**Image box annotation records:**
# # # # # # #
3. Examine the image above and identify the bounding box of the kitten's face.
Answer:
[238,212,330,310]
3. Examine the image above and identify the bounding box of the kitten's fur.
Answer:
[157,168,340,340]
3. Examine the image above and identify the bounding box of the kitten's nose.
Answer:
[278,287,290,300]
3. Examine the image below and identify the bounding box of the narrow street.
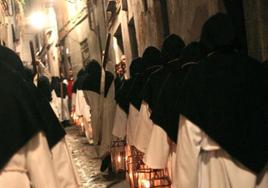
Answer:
[63,126,128,188]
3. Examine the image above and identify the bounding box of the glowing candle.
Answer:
[141,180,150,188]
[117,156,121,163]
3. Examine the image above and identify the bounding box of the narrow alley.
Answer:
[65,126,129,188]
[0,0,268,188]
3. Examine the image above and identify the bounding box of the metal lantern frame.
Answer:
[126,146,171,188]
[111,139,126,173]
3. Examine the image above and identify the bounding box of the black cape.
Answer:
[181,51,268,173]
[115,57,142,114]
[51,77,67,98]
[81,60,101,94]
[72,69,86,93]
[128,46,163,110]
[141,34,185,110]
[0,47,65,168]
[37,76,52,102]
[150,42,204,143]
[104,71,114,97]
[0,63,65,169]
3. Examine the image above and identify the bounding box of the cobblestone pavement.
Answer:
[63,126,129,188]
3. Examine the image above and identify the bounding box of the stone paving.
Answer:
[66,126,129,188]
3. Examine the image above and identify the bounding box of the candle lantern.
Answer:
[111,139,126,173]
[126,146,171,188]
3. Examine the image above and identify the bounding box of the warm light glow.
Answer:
[141,180,150,188]
[117,156,121,163]
[29,12,46,29]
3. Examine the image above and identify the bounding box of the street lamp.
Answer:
[28,12,46,74]
[28,12,46,30]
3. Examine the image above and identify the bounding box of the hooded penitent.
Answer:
[128,46,163,110]
[51,76,67,98]
[115,57,142,114]
[73,68,86,93]
[141,34,185,110]
[37,76,52,102]
[81,59,101,93]
[181,13,268,173]
[104,62,114,97]
[150,42,204,143]
[0,47,65,169]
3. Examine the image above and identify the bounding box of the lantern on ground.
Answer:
[111,139,126,173]
[126,146,171,188]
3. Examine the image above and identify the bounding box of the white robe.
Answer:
[127,104,139,146]
[50,90,70,121]
[99,83,116,157]
[0,132,71,188]
[75,90,93,141]
[83,91,102,145]
[112,105,128,139]
[0,132,79,188]
[134,101,154,153]
[175,116,268,188]
[51,138,80,188]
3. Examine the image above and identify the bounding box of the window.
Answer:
[122,0,128,11]
[142,0,148,12]
[87,0,95,31]
[80,39,89,65]
[114,25,124,53]
[160,0,169,38]
[128,18,139,59]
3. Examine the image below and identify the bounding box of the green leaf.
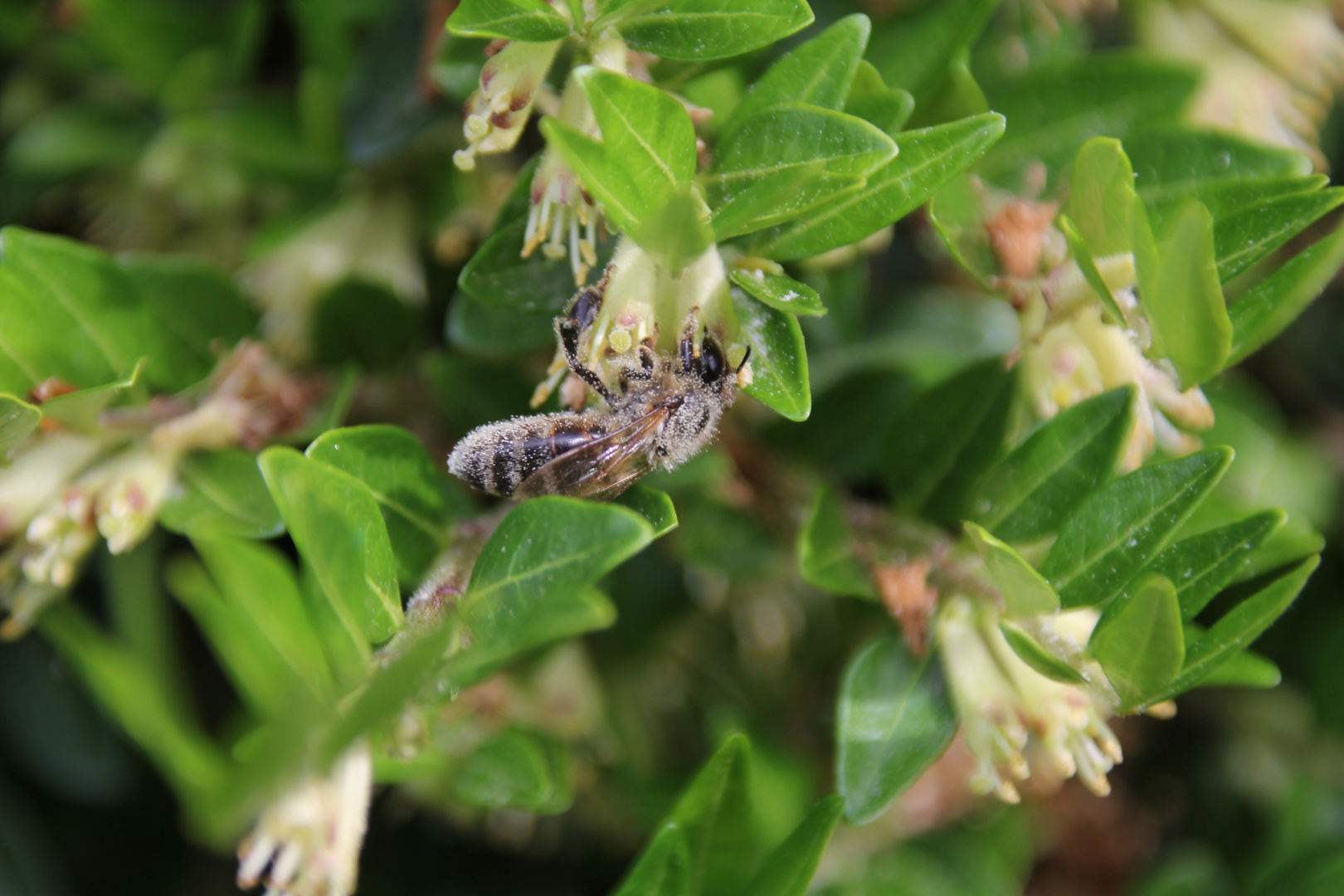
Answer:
[445,495,653,686]
[158,449,285,538]
[1067,137,1134,259]
[305,425,451,580]
[0,227,206,391]
[258,447,405,645]
[117,254,256,365]
[703,104,897,239]
[965,521,1059,619]
[999,622,1088,685]
[616,482,677,538]
[616,825,691,896]
[728,267,826,317]
[720,12,872,136]
[836,634,958,825]
[1130,196,1233,387]
[1040,449,1233,608]
[1157,555,1321,700]
[192,536,334,700]
[453,217,599,315]
[164,558,313,720]
[451,728,574,814]
[797,486,878,601]
[869,0,999,104]
[754,113,1004,261]
[733,289,811,421]
[543,66,695,232]
[1055,215,1125,324]
[664,735,755,896]
[1227,227,1344,365]
[41,358,145,436]
[319,622,455,764]
[447,0,570,43]
[969,386,1134,542]
[0,395,41,460]
[746,794,844,896]
[1088,575,1186,712]
[978,51,1200,187]
[1199,650,1283,688]
[605,0,811,61]
[1152,510,1288,622]
[37,601,226,806]
[884,358,1015,523]
[1214,188,1344,284]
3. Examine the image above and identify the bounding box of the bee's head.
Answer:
[680,330,737,390]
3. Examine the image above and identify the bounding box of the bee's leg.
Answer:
[555,317,616,408]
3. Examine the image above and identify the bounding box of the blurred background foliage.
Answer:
[0,0,1344,896]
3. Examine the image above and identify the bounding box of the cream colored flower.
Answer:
[238,742,373,896]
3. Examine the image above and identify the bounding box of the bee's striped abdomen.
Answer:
[447,412,605,499]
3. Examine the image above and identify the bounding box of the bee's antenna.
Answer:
[555,317,616,408]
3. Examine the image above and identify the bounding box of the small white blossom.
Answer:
[238,742,373,896]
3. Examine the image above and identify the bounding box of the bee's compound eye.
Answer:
[700,336,728,386]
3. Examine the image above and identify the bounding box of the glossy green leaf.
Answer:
[616,825,691,896]
[305,425,451,579]
[664,735,755,896]
[797,486,878,601]
[1227,220,1344,365]
[1186,647,1283,688]
[192,538,332,700]
[616,482,677,538]
[0,227,208,390]
[836,634,958,825]
[319,622,455,764]
[1125,128,1312,219]
[0,395,41,462]
[117,254,256,363]
[755,113,1004,261]
[1067,137,1134,256]
[158,449,285,538]
[1040,449,1233,608]
[1055,215,1125,324]
[1130,197,1233,387]
[447,0,570,43]
[744,794,844,896]
[728,267,826,317]
[965,521,1059,619]
[978,53,1200,189]
[1214,188,1344,284]
[41,358,145,434]
[733,289,811,421]
[1157,556,1321,699]
[164,558,313,720]
[542,66,695,232]
[1152,510,1288,622]
[869,0,1000,104]
[453,217,599,314]
[720,12,872,134]
[971,387,1134,542]
[1088,575,1186,712]
[999,622,1088,685]
[884,358,1013,523]
[37,601,226,803]
[258,447,405,645]
[703,104,897,239]
[605,0,811,59]
[445,497,653,686]
[451,728,574,814]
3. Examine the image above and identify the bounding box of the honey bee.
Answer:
# # # # # # #
**Work required:** Format the lines from the one containing "the white robe." through the one containing "[128,18,139,59]" as a JSON list of strings, with one string per line and any blank lines left out.

**The reply:**
[
  "3. Examine the image above and identify the bounding box of the white robe.",
  "Answer:",
  "[127,104,139,146]",
  "[50,90,70,121]",
  "[99,83,116,157]",
  "[0,132,71,188]",
  "[75,90,93,141]",
  "[83,91,102,145]",
  "[112,105,128,139]",
  "[0,132,79,188]",
  "[134,101,154,153]",
  "[175,116,268,188]",
  "[51,138,80,188]",
  "3. Examine the image above and identify the bounding box of the window.",
  "Answer:",
  "[122,0,128,11]",
  "[142,0,148,12]",
  "[87,0,95,31]",
  "[80,39,89,65]",
  "[114,25,124,53]",
  "[160,0,169,38]",
  "[128,18,139,59]"
]